(Supplied records Opens)

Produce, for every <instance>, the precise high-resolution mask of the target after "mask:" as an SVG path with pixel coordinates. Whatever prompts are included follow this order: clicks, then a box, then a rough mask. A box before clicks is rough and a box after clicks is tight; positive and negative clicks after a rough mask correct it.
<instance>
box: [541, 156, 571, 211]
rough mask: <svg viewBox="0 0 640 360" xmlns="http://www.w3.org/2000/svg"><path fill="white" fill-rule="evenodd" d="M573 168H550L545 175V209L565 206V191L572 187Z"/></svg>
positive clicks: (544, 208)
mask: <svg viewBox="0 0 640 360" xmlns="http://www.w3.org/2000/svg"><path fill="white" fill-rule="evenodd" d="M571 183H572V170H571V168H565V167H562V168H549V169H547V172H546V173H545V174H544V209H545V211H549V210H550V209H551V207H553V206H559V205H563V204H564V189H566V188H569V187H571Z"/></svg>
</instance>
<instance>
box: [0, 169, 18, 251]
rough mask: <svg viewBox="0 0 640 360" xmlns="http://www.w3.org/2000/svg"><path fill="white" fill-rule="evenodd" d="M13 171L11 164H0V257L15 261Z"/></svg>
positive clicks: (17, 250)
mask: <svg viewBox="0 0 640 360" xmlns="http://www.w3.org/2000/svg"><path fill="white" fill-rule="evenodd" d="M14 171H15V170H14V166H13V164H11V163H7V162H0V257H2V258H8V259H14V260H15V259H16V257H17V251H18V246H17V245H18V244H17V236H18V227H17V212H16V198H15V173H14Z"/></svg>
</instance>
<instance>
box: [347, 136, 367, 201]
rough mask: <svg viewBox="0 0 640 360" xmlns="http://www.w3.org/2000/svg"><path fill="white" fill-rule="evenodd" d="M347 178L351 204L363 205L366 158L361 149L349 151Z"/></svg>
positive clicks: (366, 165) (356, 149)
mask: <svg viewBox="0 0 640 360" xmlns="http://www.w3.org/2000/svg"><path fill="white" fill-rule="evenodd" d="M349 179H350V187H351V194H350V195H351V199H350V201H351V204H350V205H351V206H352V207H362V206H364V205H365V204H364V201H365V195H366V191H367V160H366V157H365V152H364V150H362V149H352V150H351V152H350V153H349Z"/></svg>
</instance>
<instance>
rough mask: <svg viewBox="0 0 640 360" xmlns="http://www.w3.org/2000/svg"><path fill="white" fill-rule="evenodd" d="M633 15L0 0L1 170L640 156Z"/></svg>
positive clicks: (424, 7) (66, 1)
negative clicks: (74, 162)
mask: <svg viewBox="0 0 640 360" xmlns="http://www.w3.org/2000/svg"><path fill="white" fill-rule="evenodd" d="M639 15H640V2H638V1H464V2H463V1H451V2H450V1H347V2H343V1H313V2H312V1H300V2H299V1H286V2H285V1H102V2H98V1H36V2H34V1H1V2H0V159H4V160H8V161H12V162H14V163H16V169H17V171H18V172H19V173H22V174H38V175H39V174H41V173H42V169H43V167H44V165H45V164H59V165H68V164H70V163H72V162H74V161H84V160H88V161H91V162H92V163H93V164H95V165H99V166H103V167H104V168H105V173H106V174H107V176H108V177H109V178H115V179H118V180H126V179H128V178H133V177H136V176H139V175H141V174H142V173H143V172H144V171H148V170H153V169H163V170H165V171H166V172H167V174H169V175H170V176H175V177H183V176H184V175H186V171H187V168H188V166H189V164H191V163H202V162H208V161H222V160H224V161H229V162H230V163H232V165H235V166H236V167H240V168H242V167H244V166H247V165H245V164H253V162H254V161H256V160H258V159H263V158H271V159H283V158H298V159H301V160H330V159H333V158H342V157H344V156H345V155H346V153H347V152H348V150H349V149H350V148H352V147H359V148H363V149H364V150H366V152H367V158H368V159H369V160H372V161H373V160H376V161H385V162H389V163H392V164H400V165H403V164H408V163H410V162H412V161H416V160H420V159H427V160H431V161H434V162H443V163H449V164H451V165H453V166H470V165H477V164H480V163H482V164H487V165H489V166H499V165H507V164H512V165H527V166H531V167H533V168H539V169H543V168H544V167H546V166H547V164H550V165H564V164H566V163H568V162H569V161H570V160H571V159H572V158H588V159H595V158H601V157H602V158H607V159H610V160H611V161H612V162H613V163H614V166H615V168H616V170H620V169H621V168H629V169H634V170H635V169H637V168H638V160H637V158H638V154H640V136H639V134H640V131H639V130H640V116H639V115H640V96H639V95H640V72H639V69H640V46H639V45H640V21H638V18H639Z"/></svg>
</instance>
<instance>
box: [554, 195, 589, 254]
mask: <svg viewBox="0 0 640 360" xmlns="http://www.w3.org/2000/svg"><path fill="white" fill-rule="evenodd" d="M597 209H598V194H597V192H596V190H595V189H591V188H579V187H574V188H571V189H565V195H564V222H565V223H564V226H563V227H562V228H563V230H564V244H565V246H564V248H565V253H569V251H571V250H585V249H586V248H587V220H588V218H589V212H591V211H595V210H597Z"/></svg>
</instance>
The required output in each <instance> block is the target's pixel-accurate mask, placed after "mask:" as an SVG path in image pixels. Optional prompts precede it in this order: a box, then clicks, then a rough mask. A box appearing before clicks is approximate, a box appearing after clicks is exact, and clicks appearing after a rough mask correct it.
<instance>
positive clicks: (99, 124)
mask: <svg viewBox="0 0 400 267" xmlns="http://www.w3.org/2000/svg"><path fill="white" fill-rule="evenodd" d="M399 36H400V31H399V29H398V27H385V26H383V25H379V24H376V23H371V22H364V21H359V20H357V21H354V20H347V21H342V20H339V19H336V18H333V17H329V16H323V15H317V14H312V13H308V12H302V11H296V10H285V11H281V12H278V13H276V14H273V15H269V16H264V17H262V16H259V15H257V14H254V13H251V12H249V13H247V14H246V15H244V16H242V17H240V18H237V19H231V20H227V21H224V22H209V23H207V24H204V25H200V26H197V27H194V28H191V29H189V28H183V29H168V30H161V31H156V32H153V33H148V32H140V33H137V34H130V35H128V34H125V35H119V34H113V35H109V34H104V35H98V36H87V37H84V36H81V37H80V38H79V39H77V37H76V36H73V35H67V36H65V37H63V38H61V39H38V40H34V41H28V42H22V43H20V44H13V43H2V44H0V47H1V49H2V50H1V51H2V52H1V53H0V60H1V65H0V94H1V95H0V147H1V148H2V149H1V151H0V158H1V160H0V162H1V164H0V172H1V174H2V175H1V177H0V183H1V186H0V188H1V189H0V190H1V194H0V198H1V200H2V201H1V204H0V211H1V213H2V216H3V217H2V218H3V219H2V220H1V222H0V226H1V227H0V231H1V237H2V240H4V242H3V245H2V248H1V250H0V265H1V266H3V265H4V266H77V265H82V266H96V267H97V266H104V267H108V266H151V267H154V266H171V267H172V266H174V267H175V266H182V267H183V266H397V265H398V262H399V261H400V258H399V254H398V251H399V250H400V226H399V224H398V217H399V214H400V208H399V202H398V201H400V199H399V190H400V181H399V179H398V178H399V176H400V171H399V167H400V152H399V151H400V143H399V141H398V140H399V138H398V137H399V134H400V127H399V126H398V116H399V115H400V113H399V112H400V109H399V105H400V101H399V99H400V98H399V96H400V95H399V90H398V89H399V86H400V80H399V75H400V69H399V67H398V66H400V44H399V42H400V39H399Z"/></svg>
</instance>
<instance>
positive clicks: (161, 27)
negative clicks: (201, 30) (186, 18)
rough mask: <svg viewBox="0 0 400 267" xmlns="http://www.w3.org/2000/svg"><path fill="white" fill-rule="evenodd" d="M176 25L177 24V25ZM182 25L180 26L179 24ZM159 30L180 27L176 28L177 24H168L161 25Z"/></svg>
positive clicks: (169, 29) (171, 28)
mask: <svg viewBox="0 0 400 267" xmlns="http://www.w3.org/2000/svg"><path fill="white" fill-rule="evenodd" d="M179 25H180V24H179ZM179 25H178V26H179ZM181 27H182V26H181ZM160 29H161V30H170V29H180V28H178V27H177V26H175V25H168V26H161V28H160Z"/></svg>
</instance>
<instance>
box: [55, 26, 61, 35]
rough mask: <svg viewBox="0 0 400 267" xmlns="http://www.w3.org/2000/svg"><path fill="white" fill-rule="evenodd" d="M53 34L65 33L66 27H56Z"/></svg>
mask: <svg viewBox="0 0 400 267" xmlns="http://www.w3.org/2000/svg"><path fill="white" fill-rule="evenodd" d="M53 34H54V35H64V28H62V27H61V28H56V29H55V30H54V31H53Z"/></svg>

(Supplied records Closes)
(Supplied records Opens)

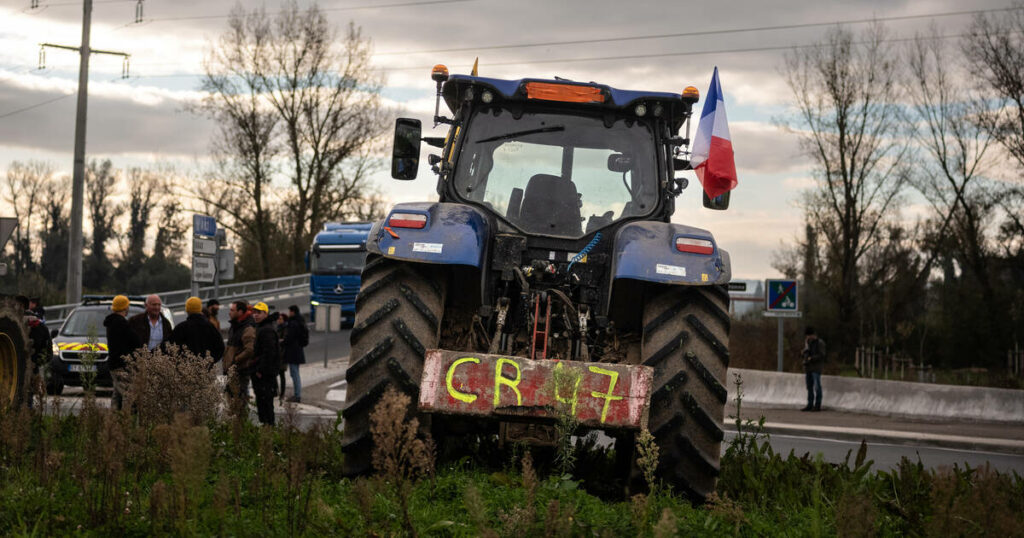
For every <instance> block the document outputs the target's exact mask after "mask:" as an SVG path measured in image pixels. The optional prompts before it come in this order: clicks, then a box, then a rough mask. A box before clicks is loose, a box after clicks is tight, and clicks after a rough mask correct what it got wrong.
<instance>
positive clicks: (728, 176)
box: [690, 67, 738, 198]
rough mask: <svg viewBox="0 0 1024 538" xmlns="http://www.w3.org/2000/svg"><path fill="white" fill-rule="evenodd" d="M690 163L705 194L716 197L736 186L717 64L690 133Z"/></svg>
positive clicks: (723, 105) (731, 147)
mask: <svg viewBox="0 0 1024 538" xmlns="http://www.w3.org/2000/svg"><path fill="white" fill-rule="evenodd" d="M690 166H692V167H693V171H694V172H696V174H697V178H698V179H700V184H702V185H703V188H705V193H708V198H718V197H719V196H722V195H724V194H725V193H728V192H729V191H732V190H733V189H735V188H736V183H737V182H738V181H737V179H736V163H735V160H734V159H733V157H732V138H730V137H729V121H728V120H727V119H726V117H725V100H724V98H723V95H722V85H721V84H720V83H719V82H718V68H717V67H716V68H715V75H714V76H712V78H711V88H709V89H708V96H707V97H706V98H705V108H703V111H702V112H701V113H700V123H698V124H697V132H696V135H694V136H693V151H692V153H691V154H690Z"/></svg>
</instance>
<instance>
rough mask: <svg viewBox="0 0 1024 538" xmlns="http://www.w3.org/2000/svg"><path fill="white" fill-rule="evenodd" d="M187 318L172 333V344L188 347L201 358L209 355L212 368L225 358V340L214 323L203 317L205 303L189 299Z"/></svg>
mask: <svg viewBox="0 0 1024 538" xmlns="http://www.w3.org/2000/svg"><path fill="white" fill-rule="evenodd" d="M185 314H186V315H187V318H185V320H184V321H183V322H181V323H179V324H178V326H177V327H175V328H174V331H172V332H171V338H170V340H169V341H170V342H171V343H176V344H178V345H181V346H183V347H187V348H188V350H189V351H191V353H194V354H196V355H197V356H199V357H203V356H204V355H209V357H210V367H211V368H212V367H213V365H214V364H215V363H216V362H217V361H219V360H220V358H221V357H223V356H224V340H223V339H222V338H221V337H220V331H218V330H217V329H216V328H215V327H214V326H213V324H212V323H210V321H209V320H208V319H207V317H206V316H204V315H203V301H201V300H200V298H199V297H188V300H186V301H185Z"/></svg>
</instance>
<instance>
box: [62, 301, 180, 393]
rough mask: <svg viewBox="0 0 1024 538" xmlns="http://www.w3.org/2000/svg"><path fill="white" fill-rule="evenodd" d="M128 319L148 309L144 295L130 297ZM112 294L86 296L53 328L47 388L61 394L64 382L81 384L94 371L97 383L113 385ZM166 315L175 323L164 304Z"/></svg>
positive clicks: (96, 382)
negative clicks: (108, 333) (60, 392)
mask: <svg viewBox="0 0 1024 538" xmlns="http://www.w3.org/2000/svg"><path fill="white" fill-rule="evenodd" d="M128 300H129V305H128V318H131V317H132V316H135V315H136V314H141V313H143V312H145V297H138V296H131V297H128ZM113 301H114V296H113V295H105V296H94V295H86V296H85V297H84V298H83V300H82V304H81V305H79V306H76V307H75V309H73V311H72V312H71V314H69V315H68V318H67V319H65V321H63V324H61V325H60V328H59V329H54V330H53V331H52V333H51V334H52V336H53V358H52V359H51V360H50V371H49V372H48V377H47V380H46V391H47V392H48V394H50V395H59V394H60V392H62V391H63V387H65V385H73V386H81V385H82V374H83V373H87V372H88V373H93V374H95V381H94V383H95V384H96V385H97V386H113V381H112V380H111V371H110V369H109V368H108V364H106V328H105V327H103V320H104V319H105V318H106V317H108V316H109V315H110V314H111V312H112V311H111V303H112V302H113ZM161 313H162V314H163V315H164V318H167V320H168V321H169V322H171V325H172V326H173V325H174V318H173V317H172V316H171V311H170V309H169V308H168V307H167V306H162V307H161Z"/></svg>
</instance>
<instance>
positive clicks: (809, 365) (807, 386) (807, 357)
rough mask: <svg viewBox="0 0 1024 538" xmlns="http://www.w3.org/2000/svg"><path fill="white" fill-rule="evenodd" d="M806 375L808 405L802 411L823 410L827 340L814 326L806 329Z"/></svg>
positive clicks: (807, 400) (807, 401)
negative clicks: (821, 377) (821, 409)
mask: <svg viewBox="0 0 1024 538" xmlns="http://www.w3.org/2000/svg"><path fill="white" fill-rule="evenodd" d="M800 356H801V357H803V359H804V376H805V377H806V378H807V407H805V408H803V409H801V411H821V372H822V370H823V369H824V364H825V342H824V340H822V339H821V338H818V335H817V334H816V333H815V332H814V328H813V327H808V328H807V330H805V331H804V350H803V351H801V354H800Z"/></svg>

(Supplied records Closes)

## Task objective:
Show every line in the rows above that contains the word "loose".

## Result of this exercise:
For every <instance> block the document outputs the target's exact mask after "mask:" as an SVG path measured in image pixels. The optional prompts before it come in this order: clicks, then a box, then a rough mask. A box before clicks is loose, a box after clicks is tight, and clicks after a rough mask correct what it got wrong.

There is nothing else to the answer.